THE TASKS
1/ From the simulation text below, copy again the part that begins at the words "We also have" and stops after the words "do something odd.".
2/ According to the simulation text below, what is the primary simulation environment?

DOCUMENT TEXT

====

If you don't simulate it, it won't work.
And if you only simulate part of it, the part you don't simulate will be the part that doesn't work.
We have learned this lesson time and time again; it keeps proving itself. Design tools have evolved to the point were you can easily design something with a level of complexity that exceeds your ability to comprehend. The natural alternative is to breadboard, or prototype. However, we are in a competitive (sponsored research) environment where the costs, in time and money, for prototyping are prohibitive. We need to get it "right", or at least close enough, on the first try.
Our primary simulation language is Verilog, and our primary simulation environment is the VeriBest VBVLG package.
We also have an old copy of Cadence's Verilog, as well as various VHDL simulators, and at least one version of SPICE available for analog simulation. Further, we have Modsim-II, a rather clean object-oriented simulation language. And various other odd bits. Talk to Mike if you want to do something odd.
The balance of this section addresses Verilog and VBVLG-based simulation.

====

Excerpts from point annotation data
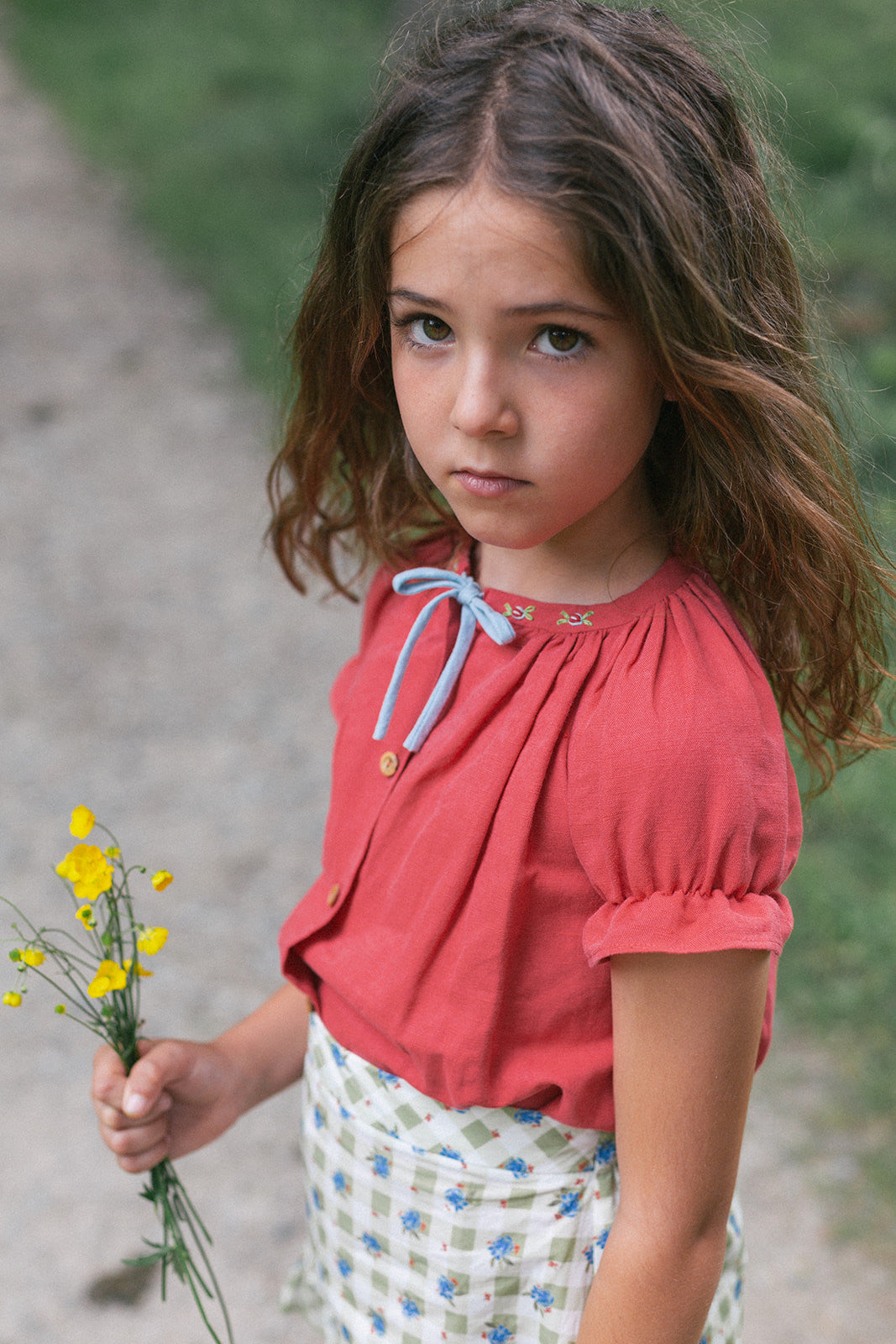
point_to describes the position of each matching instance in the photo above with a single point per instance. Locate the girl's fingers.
(137, 1142)
(113, 1117)
(160, 1065)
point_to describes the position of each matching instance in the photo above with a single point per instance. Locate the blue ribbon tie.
(474, 611)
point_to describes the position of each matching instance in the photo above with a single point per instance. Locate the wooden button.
(389, 764)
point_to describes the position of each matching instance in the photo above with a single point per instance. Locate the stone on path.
(157, 669)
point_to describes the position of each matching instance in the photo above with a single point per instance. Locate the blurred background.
(163, 176)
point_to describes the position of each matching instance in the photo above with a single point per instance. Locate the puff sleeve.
(684, 806)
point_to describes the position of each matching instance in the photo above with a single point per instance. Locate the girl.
(553, 370)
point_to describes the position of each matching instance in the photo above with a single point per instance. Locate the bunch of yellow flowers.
(93, 874)
(97, 974)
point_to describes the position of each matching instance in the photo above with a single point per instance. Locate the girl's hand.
(181, 1095)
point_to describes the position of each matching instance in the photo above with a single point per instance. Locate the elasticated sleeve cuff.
(688, 921)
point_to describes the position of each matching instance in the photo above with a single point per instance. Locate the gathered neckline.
(579, 617)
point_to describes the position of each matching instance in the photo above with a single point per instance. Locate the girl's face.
(527, 400)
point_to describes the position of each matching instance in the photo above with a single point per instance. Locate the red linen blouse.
(614, 780)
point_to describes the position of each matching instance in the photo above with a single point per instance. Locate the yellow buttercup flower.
(141, 971)
(109, 976)
(82, 823)
(152, 940)
(87, 870)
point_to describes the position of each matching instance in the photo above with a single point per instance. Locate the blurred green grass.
(226, 120)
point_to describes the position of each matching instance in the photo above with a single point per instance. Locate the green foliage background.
(226, 120)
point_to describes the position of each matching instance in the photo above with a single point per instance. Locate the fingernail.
(136, 1105)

====

TASK RESPONSES
1/
We also have an old copy of Cadence's Verilog, as well as various VHDL simulators, and at least one version of SPICE available for analog simulation. Further, we have Modsim-II, a rather clean object-oriented simulation language. And various other odd bits. Talk to Mike if you want to do something odd.

2/ The VeriBest VBVLG package.